▸ Task instructions: Every line of the data that contains the string "having" must be copied.

---- Exercise data

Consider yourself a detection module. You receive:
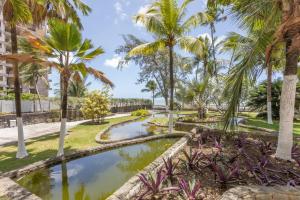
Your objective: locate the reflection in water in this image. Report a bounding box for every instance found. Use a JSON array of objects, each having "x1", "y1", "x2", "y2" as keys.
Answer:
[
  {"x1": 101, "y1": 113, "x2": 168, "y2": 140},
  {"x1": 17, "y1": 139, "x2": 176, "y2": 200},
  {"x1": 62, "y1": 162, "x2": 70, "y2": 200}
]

--------
---- Exercise data

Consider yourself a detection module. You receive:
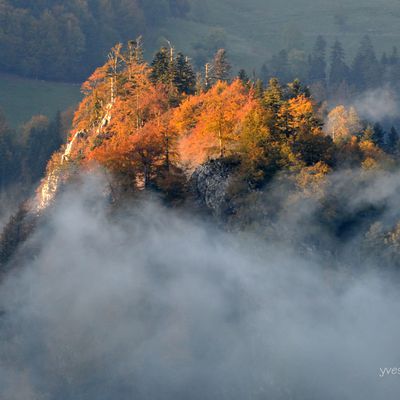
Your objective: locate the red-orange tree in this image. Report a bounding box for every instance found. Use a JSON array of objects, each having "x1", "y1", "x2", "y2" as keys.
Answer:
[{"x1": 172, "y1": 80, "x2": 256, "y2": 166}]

--------
---- Exercise data

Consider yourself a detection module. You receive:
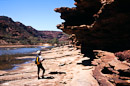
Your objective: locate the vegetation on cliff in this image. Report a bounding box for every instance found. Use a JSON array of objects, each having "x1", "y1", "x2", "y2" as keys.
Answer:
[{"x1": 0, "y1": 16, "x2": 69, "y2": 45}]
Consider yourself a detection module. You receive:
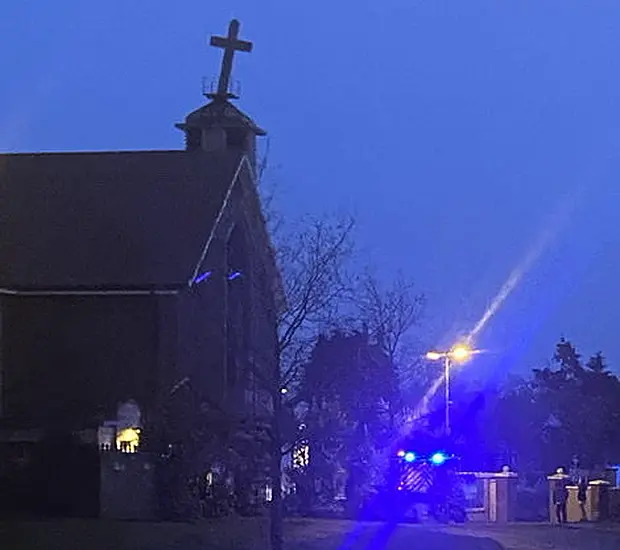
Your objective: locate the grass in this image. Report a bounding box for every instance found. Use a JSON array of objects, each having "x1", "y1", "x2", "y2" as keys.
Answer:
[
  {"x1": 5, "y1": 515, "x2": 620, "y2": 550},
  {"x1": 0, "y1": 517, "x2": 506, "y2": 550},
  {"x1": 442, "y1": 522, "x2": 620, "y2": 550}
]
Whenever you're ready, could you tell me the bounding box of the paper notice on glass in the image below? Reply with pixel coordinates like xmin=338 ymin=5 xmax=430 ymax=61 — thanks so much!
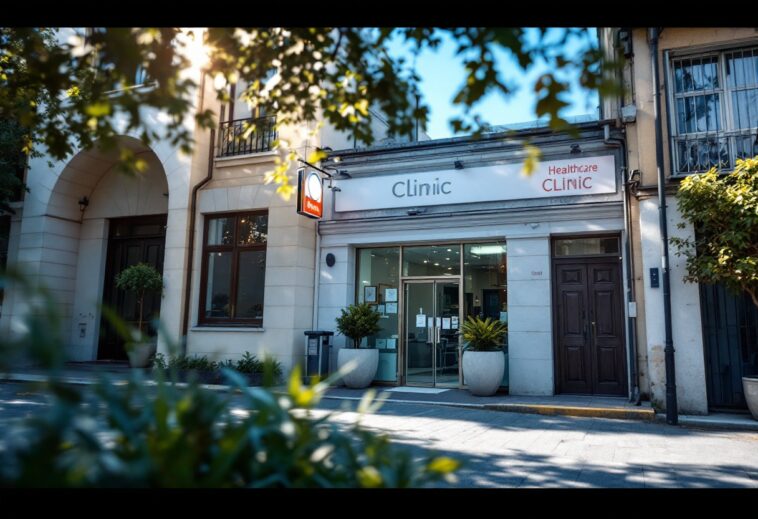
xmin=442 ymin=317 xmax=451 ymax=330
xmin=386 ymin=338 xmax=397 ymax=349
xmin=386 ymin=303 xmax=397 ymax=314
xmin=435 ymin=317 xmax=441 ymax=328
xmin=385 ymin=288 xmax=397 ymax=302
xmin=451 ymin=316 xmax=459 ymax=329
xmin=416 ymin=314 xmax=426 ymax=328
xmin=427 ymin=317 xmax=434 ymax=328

--------

▸ Answer box:
Your objective: locate the reflection in water in this image. Report a bounding box for every instance found. Use a JSON array of objects, each having "x1", "y1", "x2", "y2" as keys.
Your objective: locate the red-orange tree in this image. Report a bounding box for every instance found. Use a JSON array of objects, each having "x1", "y1", "x2", "y2" as keys.
Your objective: locate the vegetation on cliff in this image. Report a bounding box for every instance found. Use a JSON array of objects, each having "x1", "y1", "x2", "y2" as keys.
Your objective: locate the grass in this image. Report a bounding box for every instance found. Use a JSON array of objects, each having "x1", "y1", "x2", "y2" as keys.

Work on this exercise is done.